**Exercise description**
Pull out each line of the rows below that contains the word "white", and copy those lines one per line.

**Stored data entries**
=-=-=-=-=

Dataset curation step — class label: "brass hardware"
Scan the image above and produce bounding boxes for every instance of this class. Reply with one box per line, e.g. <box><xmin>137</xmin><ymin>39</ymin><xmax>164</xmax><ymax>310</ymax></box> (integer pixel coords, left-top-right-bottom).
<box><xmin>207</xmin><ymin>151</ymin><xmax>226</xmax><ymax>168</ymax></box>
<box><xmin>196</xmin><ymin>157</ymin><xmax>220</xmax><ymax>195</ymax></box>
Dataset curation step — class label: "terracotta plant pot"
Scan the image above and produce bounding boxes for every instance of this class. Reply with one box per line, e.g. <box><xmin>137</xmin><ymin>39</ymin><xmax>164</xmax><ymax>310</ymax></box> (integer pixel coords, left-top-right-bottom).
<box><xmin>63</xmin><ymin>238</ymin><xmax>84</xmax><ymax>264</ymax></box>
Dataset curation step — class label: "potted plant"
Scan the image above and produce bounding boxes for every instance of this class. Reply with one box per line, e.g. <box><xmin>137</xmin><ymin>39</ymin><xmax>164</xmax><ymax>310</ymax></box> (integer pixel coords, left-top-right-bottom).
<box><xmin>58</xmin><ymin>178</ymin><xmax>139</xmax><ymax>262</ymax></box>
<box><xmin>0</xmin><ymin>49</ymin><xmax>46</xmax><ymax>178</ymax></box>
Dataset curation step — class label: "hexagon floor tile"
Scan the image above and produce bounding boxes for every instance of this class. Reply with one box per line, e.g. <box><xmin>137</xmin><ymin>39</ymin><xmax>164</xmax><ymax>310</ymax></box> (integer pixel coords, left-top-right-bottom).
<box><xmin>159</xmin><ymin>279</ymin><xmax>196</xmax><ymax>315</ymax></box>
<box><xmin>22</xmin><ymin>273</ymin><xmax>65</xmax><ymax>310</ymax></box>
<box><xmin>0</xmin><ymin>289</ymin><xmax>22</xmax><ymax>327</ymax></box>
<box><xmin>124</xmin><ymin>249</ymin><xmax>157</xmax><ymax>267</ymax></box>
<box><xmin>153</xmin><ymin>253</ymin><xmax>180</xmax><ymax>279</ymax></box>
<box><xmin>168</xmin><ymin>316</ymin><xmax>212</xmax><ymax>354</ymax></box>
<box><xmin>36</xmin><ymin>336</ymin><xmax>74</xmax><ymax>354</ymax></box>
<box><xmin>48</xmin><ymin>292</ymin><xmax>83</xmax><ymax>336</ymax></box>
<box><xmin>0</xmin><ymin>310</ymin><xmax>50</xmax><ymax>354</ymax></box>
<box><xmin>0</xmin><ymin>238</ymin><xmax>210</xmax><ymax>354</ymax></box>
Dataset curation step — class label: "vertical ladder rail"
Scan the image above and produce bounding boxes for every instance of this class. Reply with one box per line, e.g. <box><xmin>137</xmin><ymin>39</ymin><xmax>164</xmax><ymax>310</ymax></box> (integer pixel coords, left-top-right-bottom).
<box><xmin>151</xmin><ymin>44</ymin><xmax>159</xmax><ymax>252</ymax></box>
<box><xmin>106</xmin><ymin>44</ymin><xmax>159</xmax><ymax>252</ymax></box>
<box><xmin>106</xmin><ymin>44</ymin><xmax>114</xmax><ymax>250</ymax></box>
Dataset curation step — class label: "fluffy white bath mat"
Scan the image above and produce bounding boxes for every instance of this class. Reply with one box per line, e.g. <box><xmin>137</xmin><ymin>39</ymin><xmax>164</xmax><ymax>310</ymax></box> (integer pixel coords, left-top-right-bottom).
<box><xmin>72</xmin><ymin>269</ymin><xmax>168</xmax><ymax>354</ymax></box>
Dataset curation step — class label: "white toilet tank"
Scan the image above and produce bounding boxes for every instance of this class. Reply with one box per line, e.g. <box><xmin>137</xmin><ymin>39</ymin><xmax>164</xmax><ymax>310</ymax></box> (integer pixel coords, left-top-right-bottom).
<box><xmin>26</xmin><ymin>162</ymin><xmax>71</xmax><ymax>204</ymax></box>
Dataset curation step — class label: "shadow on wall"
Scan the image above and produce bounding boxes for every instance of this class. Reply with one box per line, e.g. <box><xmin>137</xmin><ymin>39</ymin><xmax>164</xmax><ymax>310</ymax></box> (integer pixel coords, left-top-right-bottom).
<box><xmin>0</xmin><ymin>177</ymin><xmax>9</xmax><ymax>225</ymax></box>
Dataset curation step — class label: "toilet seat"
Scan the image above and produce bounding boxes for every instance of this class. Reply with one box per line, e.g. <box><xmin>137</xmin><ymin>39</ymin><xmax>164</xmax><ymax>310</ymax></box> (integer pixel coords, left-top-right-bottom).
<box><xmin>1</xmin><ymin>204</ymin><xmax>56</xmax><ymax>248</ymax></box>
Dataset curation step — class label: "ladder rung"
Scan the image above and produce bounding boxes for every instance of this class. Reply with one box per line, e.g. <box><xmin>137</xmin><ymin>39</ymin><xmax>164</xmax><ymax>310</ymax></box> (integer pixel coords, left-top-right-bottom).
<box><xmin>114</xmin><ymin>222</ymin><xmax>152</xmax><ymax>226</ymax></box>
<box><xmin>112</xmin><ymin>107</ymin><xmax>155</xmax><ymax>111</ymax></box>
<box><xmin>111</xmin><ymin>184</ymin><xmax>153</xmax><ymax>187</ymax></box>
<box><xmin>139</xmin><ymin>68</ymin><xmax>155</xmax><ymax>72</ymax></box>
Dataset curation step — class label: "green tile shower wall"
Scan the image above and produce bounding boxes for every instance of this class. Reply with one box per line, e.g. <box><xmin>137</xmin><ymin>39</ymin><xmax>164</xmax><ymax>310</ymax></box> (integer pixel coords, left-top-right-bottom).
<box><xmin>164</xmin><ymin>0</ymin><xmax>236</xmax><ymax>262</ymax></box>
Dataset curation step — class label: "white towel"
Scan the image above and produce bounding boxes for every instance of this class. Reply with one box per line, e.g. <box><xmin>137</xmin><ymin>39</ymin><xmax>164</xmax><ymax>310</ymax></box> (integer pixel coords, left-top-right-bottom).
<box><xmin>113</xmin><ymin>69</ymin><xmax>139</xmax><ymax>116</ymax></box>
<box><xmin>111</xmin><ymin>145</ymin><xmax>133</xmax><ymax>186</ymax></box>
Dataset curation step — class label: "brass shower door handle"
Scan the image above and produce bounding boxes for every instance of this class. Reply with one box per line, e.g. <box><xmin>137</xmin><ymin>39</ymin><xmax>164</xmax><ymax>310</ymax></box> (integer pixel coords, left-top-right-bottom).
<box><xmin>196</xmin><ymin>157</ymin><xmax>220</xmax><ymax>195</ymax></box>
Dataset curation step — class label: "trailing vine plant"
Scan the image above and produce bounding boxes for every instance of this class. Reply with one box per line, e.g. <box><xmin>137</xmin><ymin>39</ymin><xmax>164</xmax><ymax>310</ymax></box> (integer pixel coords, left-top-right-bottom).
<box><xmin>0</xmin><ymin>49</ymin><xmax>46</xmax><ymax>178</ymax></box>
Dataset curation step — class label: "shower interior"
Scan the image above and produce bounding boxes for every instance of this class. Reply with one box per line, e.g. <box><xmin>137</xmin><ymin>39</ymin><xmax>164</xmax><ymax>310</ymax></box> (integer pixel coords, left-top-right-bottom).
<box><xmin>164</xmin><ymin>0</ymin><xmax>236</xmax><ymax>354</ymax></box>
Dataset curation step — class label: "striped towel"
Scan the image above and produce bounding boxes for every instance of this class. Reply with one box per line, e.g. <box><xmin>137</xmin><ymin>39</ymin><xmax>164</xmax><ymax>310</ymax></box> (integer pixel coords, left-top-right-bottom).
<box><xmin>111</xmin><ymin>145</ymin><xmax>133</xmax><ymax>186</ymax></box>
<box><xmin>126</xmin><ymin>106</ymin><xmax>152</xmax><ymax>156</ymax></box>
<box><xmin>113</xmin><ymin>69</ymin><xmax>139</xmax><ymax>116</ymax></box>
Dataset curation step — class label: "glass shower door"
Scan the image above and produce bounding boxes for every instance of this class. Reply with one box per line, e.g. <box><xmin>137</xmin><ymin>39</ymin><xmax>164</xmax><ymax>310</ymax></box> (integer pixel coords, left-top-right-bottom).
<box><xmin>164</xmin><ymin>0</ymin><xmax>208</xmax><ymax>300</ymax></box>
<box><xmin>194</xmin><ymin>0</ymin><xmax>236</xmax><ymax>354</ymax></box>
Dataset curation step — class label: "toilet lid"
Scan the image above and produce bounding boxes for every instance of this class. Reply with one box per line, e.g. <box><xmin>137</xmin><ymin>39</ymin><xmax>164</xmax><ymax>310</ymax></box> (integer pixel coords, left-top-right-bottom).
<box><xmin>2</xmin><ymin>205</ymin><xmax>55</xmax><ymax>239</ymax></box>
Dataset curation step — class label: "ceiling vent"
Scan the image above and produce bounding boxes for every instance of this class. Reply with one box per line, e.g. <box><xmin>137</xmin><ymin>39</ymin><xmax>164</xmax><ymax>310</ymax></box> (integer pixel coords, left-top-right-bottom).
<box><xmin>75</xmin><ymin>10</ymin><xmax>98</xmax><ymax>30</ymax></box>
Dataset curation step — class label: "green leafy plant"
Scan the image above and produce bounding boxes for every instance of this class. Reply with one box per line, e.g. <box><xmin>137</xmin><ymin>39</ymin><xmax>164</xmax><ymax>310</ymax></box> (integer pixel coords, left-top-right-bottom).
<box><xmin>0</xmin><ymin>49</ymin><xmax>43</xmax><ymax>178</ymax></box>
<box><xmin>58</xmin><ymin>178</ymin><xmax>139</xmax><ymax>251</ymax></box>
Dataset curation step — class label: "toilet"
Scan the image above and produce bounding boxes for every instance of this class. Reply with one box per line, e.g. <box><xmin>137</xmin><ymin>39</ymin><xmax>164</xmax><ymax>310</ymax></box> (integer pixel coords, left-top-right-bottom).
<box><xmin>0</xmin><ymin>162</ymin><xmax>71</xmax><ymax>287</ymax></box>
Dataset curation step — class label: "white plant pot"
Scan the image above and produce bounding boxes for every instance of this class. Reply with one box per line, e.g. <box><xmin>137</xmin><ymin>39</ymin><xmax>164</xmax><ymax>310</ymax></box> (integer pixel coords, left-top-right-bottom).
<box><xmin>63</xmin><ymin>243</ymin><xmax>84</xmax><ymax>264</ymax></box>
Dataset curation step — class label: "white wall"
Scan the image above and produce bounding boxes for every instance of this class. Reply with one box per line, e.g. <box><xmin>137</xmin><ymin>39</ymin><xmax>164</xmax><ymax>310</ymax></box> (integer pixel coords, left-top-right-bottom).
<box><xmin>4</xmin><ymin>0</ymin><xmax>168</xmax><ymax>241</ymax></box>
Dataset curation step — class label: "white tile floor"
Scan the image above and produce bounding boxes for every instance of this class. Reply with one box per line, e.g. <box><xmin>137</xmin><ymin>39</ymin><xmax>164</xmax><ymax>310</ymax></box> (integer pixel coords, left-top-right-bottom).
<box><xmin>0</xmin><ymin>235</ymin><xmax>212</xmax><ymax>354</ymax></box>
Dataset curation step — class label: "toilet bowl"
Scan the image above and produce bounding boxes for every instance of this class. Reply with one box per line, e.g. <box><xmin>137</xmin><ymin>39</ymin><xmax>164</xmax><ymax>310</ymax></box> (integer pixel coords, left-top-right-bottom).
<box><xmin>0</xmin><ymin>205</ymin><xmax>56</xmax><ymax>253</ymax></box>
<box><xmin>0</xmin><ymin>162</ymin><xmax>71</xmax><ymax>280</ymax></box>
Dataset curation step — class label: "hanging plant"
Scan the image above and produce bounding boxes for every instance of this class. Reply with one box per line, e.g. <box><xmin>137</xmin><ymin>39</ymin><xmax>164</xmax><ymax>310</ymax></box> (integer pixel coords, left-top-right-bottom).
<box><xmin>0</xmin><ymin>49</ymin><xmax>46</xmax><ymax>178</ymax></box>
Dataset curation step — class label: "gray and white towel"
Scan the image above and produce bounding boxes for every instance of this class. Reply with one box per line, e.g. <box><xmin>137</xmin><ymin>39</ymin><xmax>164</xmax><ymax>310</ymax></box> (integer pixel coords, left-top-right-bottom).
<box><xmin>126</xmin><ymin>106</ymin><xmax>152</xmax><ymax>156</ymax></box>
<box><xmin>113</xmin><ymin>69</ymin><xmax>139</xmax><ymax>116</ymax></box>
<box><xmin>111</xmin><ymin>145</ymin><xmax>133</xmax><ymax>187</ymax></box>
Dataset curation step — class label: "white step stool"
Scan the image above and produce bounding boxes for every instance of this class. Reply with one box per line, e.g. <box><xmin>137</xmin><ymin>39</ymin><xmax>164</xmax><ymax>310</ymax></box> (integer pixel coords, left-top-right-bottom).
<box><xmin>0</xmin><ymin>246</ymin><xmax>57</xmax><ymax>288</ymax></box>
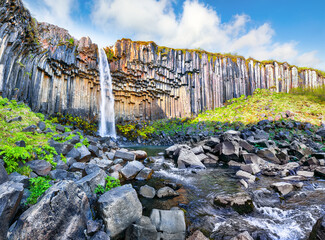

=-=-=-=-=

**Task output**
Dataset curation step — class label: "fluffy white bath mat"
Dataset curation step — class label: "white toilet tank"
Dataset curation step — class label: "white towel"
Dataset curation step — class label: "white plant pot"
Dataset curation step — class label: "white wall"
Dataset curation step — class label: "white tile floor"
Dataset curation step — class label: "gray and white towel"
Dataset curation step — class label: "white step stool"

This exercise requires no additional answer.